== PAGE EXCERPT ==

Figuring out the long-term effects of the pandemic on public finance issues attached to the urban cores of major U.S. cities still requires a dartboard and a crystal ball, especially while municipalities are currently flush with cash.

The comments came during a Thursday panel discussion hosted by the Volcker Alliance to explore the still unfolding implications of working from home versus a return to the office. In addition to probing the future of office space, changes to the tax base, and the lingering effects on mass transit came under the microscope.

“There are a lot of questions from a financial point of view in the bond market that have been papered over from very generous federal monies and higher than anticipated revenues,” said Howard Cure, director of municipal bond research, Evercore Wealth Management. “It could require drastic changes and that’s what I think people in my industry are going to be focusing on more and more.” 

Cure also brought up the continuing effect of politics on bond issuance. 

“I keep coming back to the federal government because I’ve never focused so much in my 30-plus year career of analyzing municipal bonds, and municipalities, the importance of who is running the federal government and how generous or what emphasis they put on helping cities and mass transit systems,” he said. “It used to be assumed that regardless of the administration, or the party leading Congress, you’d have a regular natural flow of monies that may not be tampered with. And that’s no longer the case.”

===
== INPUT DATA ==

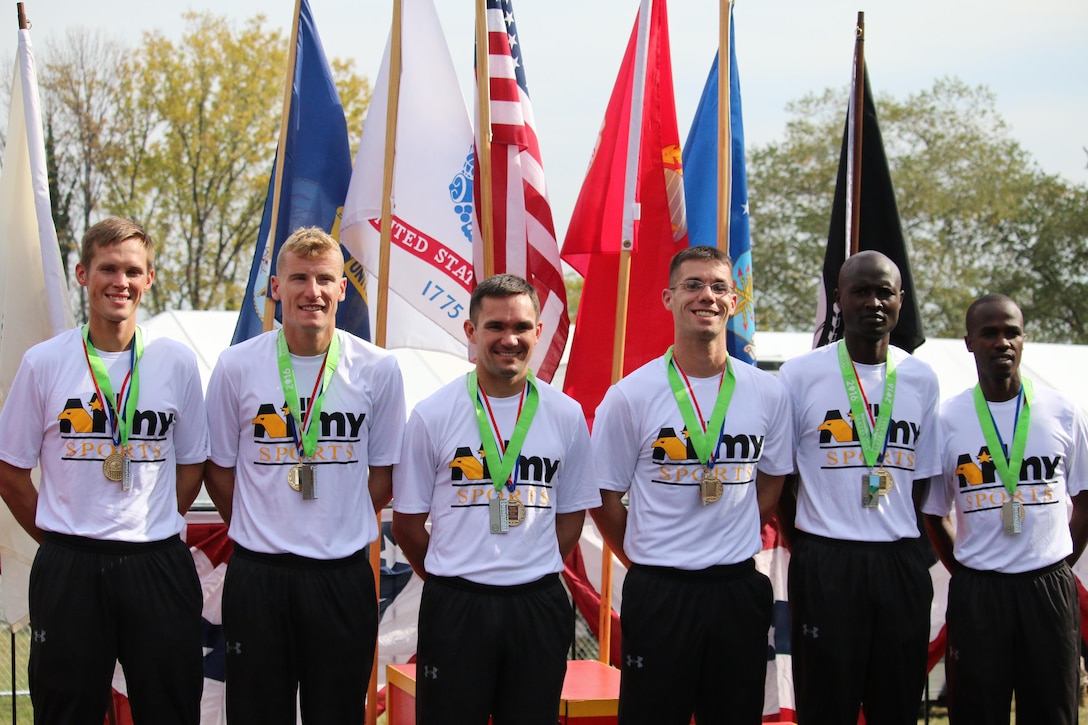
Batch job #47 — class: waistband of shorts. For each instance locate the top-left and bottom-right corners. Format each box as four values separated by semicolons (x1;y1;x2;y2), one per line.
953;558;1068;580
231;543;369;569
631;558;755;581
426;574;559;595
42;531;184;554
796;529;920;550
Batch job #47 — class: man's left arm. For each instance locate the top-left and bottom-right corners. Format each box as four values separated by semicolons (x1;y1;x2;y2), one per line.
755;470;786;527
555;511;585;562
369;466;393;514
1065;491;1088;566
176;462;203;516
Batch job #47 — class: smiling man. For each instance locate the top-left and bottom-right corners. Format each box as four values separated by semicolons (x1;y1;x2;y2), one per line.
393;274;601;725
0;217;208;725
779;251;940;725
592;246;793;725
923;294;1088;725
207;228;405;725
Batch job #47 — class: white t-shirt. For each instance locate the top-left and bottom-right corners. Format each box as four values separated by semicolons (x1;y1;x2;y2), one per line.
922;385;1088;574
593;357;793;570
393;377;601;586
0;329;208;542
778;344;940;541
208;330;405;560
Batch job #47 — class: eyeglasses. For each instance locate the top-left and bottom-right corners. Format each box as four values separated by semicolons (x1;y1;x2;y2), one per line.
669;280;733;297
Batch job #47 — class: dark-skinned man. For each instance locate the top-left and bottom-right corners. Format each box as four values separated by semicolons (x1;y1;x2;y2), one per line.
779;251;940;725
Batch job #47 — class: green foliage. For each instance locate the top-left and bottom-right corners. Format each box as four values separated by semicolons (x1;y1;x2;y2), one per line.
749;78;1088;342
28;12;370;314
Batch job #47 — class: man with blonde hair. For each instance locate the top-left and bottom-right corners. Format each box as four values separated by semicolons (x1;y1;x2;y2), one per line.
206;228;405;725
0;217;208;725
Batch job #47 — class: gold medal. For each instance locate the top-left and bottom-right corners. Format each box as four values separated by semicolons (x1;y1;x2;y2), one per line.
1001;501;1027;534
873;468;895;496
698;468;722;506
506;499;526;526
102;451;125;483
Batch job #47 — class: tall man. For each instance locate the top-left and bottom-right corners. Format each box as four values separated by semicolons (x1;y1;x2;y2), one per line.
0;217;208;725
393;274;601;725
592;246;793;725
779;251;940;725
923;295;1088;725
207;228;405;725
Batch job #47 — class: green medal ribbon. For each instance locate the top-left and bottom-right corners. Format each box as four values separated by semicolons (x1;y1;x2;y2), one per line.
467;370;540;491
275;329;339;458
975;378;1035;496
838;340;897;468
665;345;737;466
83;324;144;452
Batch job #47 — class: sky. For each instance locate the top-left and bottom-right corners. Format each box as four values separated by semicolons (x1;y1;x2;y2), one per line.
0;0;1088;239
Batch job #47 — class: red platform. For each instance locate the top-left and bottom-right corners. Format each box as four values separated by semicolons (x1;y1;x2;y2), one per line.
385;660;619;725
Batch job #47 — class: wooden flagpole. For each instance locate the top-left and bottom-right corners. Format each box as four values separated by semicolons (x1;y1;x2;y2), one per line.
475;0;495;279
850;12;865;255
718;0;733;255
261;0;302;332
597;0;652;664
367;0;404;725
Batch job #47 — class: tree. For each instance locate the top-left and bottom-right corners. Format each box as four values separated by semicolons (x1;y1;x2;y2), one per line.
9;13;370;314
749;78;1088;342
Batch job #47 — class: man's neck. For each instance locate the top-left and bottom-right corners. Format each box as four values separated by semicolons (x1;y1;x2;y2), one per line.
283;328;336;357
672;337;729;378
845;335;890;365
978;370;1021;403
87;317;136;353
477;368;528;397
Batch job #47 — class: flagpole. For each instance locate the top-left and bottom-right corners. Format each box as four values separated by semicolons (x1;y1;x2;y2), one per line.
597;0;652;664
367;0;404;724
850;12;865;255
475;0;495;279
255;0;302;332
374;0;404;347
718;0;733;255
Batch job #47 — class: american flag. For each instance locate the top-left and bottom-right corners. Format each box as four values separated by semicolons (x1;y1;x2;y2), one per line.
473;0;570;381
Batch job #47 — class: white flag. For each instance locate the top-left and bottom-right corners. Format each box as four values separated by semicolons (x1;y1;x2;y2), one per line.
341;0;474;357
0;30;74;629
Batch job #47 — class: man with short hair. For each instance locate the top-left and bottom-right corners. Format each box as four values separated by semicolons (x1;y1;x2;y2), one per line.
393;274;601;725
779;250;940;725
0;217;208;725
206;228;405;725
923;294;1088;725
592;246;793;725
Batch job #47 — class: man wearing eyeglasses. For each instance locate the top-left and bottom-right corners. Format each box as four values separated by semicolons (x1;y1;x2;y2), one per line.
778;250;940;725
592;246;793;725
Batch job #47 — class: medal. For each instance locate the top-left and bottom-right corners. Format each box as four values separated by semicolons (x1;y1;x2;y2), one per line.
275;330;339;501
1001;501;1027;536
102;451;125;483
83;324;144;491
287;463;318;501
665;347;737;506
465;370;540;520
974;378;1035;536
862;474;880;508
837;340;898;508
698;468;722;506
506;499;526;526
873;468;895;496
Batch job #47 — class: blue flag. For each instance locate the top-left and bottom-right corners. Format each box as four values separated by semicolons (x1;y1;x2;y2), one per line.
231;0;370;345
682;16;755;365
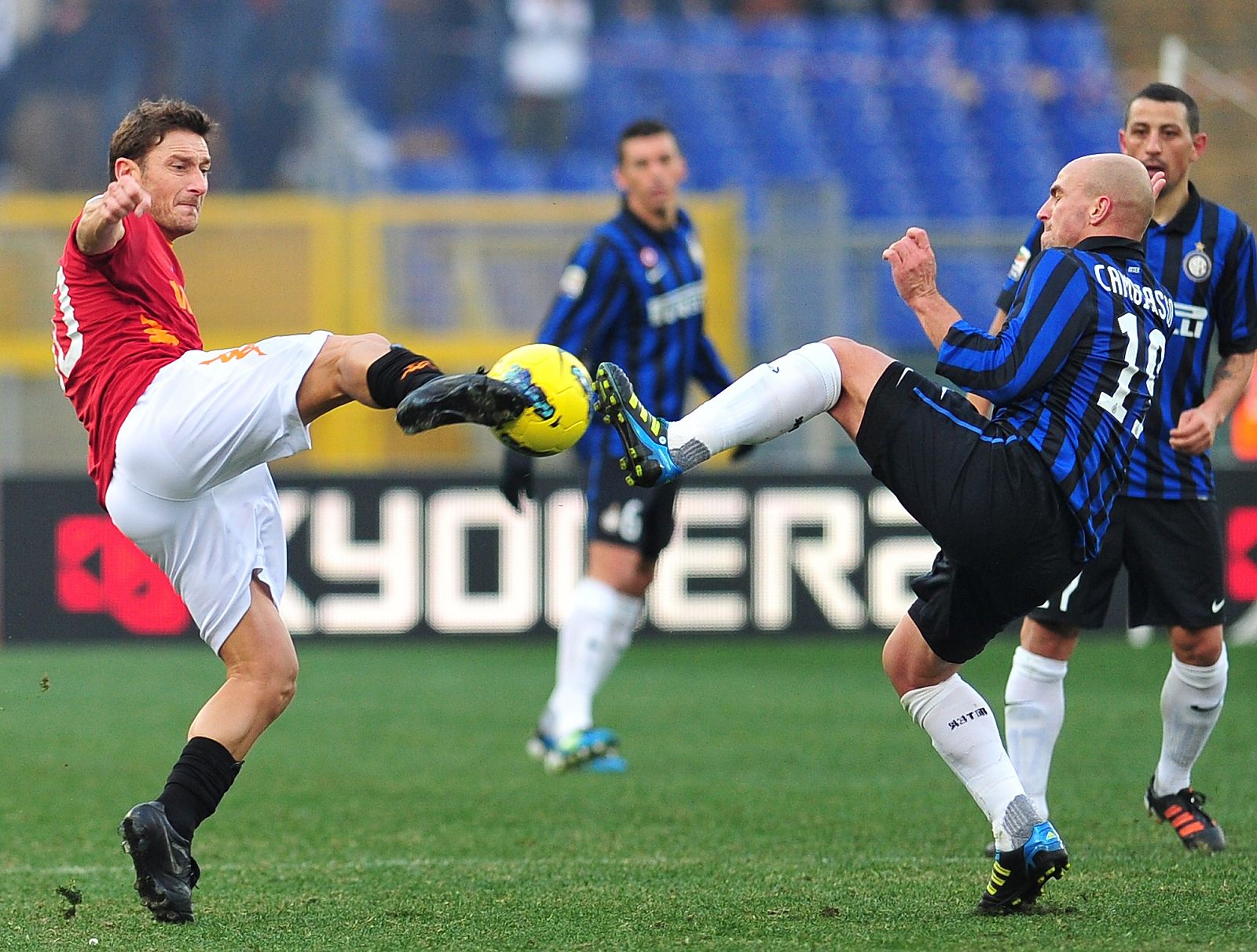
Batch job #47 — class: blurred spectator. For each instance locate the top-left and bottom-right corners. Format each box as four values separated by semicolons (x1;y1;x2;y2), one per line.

===

** EXERCISE AIM **
Answer the following from the excerpt on the pandemic and city finances, one line each.
1. Which organization hosted the Thursday panel discussion?
2. What position and firm are given for Howard Cure?
3. How long does Cure say his career analyzing municipal bonds has lasted?

** ANSWER SECTION **
1. The Volcker Alliance.
2. Director of municipal bond research at Evercore Wealth Management.
3. More than 30 years.